Render the rows starting at the line containing "Where can you see the column" and ending at the line containing "<point>299,322</point>" as a Markdown table with the columns Row No. and Row Text, omitting blank lines. Include only those lines.

--- Begin SOURCE DATA ---

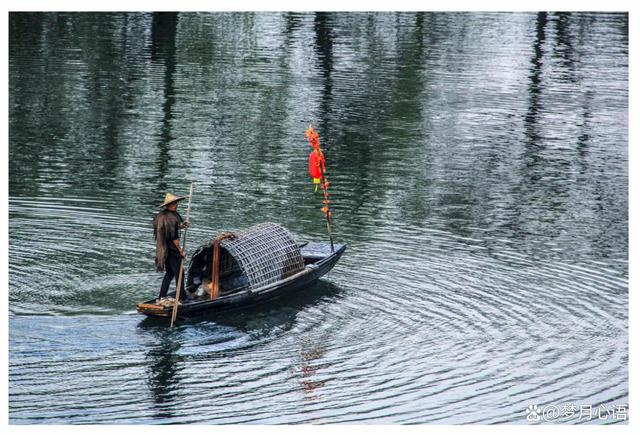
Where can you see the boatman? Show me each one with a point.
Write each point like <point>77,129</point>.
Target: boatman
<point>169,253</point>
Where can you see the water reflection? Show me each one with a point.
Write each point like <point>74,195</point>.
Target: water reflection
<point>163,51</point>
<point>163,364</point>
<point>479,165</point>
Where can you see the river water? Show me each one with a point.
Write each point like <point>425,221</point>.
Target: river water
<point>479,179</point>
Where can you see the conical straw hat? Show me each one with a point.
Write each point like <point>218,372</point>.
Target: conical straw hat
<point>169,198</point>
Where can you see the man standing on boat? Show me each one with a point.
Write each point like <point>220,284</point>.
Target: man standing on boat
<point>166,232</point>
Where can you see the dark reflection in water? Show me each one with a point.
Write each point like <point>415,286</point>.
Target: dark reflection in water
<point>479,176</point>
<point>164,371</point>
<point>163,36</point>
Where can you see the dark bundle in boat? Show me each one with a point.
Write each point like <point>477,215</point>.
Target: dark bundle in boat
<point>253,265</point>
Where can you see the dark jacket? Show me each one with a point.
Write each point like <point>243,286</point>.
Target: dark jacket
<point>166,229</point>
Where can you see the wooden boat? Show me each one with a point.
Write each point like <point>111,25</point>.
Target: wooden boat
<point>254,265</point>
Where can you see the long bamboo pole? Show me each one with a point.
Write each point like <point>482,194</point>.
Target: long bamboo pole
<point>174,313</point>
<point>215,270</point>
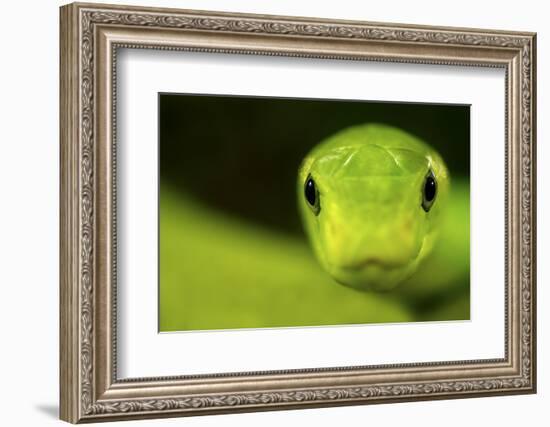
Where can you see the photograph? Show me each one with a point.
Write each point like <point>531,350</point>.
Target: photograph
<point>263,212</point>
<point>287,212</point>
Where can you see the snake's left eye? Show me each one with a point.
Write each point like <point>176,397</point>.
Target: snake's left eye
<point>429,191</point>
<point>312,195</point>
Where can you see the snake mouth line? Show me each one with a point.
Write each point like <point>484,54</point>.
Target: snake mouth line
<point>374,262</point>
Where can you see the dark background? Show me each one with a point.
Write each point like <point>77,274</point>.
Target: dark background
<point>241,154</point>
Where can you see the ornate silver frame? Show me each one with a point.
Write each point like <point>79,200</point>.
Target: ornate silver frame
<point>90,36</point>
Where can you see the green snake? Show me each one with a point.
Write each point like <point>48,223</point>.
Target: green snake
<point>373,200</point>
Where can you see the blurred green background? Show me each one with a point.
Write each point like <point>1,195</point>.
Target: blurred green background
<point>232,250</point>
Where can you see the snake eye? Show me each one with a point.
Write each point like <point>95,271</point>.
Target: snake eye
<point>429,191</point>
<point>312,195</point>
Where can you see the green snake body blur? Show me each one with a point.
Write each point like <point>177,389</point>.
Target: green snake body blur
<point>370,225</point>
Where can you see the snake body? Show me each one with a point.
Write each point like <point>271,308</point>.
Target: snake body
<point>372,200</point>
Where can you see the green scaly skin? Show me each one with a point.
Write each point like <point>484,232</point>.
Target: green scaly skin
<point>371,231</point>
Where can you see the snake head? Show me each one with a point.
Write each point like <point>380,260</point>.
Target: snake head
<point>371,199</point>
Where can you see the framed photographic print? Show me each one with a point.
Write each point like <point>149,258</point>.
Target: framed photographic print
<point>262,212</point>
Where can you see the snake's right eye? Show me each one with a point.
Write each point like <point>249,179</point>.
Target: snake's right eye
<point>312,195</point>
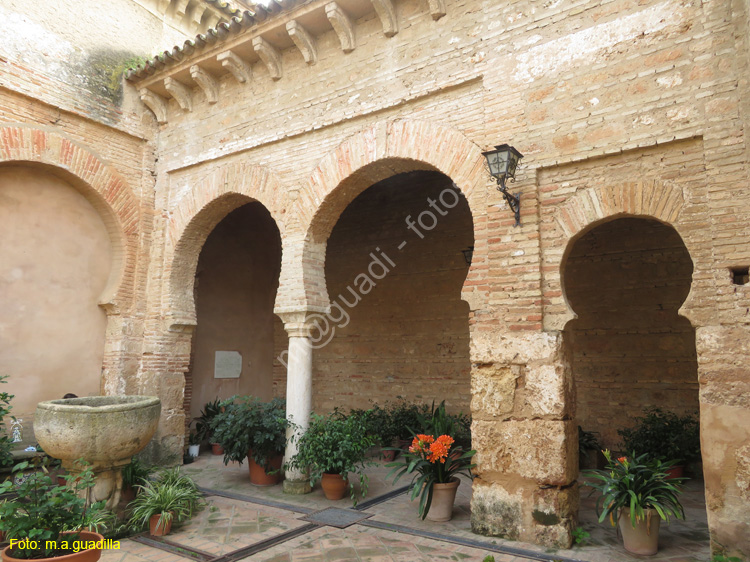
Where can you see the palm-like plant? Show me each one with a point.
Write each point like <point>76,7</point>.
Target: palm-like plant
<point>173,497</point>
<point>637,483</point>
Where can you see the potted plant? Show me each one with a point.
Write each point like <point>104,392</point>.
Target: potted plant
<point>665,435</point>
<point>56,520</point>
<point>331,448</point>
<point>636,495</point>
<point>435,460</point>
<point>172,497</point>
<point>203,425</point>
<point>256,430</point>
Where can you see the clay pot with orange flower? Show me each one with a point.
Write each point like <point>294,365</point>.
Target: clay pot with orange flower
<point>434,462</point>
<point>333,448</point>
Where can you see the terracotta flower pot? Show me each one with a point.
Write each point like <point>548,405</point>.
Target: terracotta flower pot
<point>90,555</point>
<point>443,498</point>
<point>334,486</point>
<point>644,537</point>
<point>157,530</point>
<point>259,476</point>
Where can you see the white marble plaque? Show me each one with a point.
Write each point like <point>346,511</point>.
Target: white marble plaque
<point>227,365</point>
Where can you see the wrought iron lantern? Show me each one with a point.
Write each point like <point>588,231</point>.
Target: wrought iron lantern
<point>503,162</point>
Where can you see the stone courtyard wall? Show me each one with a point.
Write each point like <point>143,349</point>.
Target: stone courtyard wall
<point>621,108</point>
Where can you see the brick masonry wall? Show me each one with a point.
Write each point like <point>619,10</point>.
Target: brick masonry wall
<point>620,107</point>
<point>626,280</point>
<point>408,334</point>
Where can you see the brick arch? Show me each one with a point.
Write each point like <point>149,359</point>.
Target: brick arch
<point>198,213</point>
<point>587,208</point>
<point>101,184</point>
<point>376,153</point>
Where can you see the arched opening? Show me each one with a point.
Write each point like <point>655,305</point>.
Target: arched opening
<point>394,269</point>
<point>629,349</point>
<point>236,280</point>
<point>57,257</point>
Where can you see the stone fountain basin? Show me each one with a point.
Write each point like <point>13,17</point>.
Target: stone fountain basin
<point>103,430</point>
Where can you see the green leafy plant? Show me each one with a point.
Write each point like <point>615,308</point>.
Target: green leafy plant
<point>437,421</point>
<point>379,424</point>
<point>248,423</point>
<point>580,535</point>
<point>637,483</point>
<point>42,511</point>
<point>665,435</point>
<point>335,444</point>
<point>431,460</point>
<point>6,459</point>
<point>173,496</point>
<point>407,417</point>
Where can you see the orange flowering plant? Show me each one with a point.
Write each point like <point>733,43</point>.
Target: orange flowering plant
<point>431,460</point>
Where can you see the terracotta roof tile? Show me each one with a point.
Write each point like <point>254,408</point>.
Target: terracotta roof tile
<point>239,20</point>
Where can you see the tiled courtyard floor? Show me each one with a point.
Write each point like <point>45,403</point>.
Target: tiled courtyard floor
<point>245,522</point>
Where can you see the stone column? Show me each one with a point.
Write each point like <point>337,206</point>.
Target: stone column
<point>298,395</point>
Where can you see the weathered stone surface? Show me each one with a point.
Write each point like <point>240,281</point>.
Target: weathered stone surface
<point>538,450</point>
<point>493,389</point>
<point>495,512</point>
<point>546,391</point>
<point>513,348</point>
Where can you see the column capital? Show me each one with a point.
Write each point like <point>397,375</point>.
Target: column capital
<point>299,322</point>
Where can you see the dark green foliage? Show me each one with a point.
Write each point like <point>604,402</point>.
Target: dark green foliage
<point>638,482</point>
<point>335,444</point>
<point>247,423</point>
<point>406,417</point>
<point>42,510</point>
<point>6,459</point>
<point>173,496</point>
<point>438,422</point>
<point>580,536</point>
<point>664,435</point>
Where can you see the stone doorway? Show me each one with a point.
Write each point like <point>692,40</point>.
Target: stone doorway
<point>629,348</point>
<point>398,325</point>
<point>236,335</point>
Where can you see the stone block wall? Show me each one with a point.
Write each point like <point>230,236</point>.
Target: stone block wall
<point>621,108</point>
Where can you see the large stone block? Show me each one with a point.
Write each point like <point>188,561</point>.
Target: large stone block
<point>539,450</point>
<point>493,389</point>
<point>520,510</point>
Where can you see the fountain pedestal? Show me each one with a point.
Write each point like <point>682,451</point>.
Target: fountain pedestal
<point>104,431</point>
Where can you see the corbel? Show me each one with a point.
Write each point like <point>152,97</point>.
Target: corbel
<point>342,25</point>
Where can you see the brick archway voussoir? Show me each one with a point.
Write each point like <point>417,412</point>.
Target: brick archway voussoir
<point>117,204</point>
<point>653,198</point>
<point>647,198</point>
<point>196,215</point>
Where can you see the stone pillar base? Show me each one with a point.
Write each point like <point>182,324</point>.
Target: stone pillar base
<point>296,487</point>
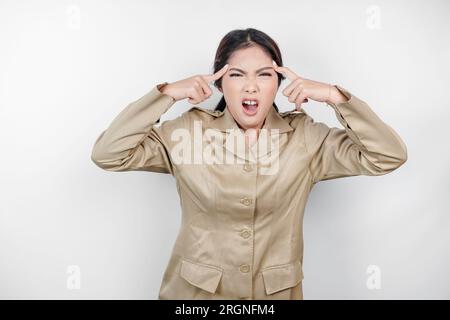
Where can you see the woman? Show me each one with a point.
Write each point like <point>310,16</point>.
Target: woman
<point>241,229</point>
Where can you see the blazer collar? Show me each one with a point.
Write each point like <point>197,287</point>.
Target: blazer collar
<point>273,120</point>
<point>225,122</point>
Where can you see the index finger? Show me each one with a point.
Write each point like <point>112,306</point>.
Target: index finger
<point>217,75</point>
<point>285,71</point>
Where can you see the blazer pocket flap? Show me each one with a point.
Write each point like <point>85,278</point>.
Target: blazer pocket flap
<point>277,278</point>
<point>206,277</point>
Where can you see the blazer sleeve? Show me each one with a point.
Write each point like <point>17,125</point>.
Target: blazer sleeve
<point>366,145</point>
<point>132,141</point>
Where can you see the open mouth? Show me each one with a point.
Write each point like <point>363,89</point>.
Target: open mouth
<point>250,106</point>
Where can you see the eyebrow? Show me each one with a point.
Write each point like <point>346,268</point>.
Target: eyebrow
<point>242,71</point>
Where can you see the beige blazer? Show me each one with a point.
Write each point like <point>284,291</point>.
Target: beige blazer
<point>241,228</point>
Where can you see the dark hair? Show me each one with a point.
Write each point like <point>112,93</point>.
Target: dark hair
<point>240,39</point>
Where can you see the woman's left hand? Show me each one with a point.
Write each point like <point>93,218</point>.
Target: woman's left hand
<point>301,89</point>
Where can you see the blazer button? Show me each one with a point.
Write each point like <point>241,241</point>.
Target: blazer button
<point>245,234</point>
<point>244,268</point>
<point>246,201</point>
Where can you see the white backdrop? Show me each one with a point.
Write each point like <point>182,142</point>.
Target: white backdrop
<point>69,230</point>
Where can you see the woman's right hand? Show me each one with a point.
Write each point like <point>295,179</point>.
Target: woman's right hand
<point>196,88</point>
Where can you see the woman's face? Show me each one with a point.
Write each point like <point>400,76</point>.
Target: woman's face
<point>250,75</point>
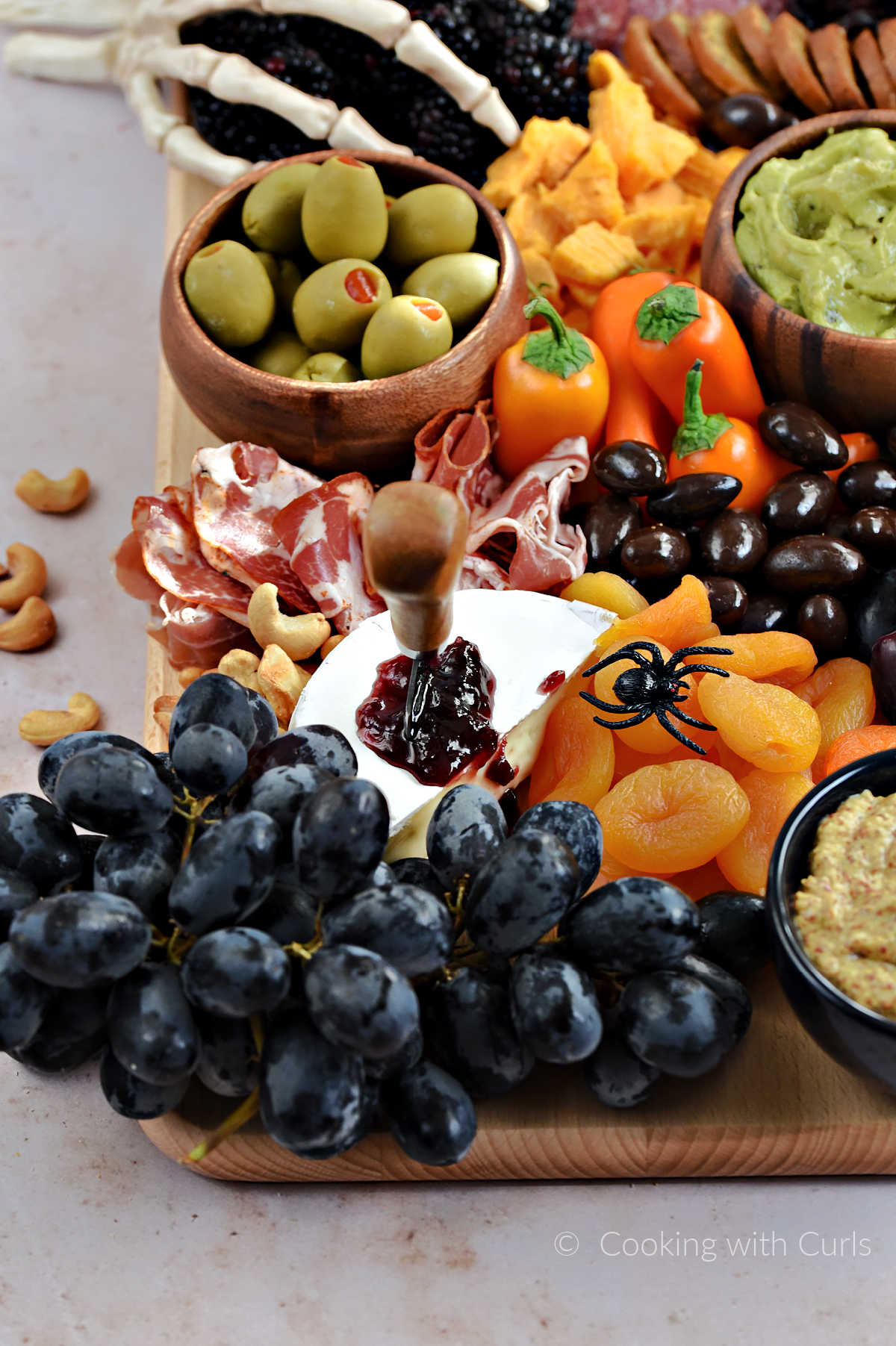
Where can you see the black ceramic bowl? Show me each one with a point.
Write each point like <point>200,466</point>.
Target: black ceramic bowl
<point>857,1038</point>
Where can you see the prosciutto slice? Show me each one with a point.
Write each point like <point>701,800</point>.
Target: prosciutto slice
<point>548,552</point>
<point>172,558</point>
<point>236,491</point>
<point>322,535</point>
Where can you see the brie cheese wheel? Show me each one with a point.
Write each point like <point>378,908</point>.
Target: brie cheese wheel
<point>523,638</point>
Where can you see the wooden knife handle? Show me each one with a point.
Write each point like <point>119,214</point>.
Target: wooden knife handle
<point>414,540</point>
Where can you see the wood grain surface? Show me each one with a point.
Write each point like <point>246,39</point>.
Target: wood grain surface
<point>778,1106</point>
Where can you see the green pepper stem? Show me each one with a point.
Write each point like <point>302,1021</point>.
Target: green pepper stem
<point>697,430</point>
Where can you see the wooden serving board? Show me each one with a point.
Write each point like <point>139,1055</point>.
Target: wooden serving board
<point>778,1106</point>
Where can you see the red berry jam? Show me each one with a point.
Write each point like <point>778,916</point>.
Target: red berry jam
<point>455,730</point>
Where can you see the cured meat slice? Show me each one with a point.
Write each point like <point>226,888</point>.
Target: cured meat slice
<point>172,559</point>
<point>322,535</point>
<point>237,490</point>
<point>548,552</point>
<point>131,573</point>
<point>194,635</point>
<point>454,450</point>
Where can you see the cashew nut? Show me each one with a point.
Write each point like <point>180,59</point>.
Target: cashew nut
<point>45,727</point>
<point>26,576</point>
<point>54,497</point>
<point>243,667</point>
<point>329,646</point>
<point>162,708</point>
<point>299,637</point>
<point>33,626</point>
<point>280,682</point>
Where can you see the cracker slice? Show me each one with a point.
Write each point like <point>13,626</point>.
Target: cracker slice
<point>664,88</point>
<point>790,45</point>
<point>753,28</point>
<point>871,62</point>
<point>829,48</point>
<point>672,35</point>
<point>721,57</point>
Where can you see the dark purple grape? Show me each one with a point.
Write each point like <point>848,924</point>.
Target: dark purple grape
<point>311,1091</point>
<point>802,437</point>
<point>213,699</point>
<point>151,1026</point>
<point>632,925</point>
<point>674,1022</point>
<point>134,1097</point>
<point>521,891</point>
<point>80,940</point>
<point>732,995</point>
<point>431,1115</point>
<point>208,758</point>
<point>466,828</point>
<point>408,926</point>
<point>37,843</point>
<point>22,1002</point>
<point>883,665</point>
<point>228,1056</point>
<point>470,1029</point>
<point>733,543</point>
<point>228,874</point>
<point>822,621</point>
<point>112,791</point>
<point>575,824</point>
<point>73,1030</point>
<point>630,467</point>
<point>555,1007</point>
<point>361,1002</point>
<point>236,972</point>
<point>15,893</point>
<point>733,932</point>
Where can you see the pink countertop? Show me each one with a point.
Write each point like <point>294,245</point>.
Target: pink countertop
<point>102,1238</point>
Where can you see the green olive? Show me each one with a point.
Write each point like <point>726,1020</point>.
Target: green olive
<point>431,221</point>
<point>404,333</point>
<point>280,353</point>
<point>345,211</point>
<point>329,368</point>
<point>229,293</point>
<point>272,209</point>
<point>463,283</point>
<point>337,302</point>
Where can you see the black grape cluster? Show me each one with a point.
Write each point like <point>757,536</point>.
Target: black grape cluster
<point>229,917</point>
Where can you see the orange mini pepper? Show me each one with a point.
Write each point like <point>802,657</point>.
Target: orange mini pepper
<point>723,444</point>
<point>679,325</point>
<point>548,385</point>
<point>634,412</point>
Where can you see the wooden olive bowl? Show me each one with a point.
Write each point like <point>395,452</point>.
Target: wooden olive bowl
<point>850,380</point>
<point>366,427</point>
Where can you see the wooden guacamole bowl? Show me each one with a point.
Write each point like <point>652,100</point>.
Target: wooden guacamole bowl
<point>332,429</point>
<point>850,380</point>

--- End SOURCE DATA ---

▶ EXERCISE RESPONSE:
| Row No. | Row Text |
|---|---|
| 1 | Where can you see the column capital? Show me each one with a point. |
| 2 | Write each point like <point>397,375</point>. |
| 3 | Target: column capital |
| 4 | <point>299,322</point> |